Parts of the exercise -
**A)** Return the part of the passage about the anti-communist partisans' oath from "I swear allegiance to" up to and including "to the country!", word for word.
**B)** Carry the passage about the anti-communist partisans' oath further, beginning after its final sentence.

BEGIN Source document

I swear allegiance to the free government of the motherland!
I swear allegiance and obedience, without murmuring or wavering, to the chief of the outlaws!
I swear to mercilessly and ruthlessly kill all the foreigners and scoundrels who have betrayed and sold our motherland and nation and brought disaster to the country!
I swear that I will not separate from my brothers in battle until we have won the final victory.
In case of betrayal or violation of this oath, let me and my whole family be killed!
So help me God!
Arrested by the Security Service
The first nuclei of the movement were formed in Cetățeni, Rucăr, Cîmpulung and Nucșoara. All those who agreed to join the anti-communist movement swore with one hand on the cross and the other on the gun. In the hermitage at the top of the cliff, the leaders of the group held meetings, hid weapons, monitored the area and sent messages to the people in the area. The plan was to act at the beginning of 1949. Muscel was to become the centre of a national resistance. But someone broke his oath and the Communist authorities found out about the plan. Pursued, Colonel Arsenescu managed to escape an ambush and hid in Cîmpulung. In January 1949, the Securitate made its first arrests. Abbot Pimen Bărbieru also fell into the hands of the secret police and was investigated in Cîmpulung, together with other partisans from the same group, such as Toma Burtea and Predoiu Longin. But the flame of struggle and faith was not extinguished, as Colonel Arsenescu and the Arnăuțoiu brothers, from Nucșoara, were those who continued the movement in spirit and deed, as they had sworn on the cross.

END Source document
BEGIN Exercise data

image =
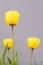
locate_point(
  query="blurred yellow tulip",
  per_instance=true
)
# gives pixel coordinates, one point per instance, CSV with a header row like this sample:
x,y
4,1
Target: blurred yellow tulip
x,y
8,42
12,17
33,42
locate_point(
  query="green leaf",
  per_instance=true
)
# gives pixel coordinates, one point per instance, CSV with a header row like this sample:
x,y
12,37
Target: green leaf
x,y
9,60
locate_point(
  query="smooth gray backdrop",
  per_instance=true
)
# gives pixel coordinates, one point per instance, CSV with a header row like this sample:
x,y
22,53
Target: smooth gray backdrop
x,y
30,24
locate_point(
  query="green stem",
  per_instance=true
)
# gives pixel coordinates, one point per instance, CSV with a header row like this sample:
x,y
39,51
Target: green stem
x,y
8,51
13,43
31,56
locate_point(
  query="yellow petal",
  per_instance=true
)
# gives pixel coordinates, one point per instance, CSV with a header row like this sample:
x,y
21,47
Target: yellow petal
x,y
12,17
33,42
8,42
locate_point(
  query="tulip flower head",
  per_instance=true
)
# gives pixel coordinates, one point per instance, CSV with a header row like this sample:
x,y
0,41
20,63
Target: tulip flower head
x,y
8,42
12,17
33,42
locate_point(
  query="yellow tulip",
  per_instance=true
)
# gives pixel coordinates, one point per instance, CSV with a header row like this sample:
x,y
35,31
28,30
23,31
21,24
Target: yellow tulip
x,y
8,42
33,42
12,17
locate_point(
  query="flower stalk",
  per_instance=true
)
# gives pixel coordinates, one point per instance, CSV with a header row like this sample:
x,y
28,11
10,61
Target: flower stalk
x,y
31,56
13,42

END Exercise data

Answer section -
**A)**
I swear allegiance to the free government of the motherland!
I swear allegiance and obedience, without murmuring or wavering, to the chief of the outlaws!
I swear to mercilessly and ruthlessly kill all the foreigners and scoundrels who have betrayed and sold our motherland and nation and brought disaster to the country!

**B)**
The resurrection from the mine
After harsh investigations and grueling tortures in the cellars of the Security Service, Abbot Pimen Bărbieru was tried and sentenced to 25 years’ hard labour under sentence no. 478/11.05.1950, found guilty of conspiring against the “popular regime”. His property was not confiscated because he had no other than the faith of his heart, against which any earthly court is completely powerless. He was politically imprisoned in the prisons of Pitești, Jilava, Târgu Ocna, Baia Sprie and Aiud. In Baia Sprie, Abbot Pimen Bărbieru was sentenced to hard labour in the local mine. On Easter 1953, in the bowels of the earth, he made a bell out of drills and from a white cloth an epitrachelion, proclaiming the Resurrection of the Lord to the other prisoners. His faith in God strengthened him and allowed him to overcome all suffering. However, the work underground and the hardships of prison made him seriously ill with tuberculosis. And since the authorities’ aim was not death but physical and mental suffering, the former abbot of the Muscel fortress was transferred to the prison hospital in Târgu-Ocna in 1955. After being treated with antibiotics and under the care of the prison doctor, Dr. Aurelian Narcea, Pimen Bărbieru was able to get back on his feet, gain weight and halt the progress of his relentless illness. His optimistic nature and, above all, his unshakeable faith in God helped him, along with the efforts of the brave servant of Hippocrates.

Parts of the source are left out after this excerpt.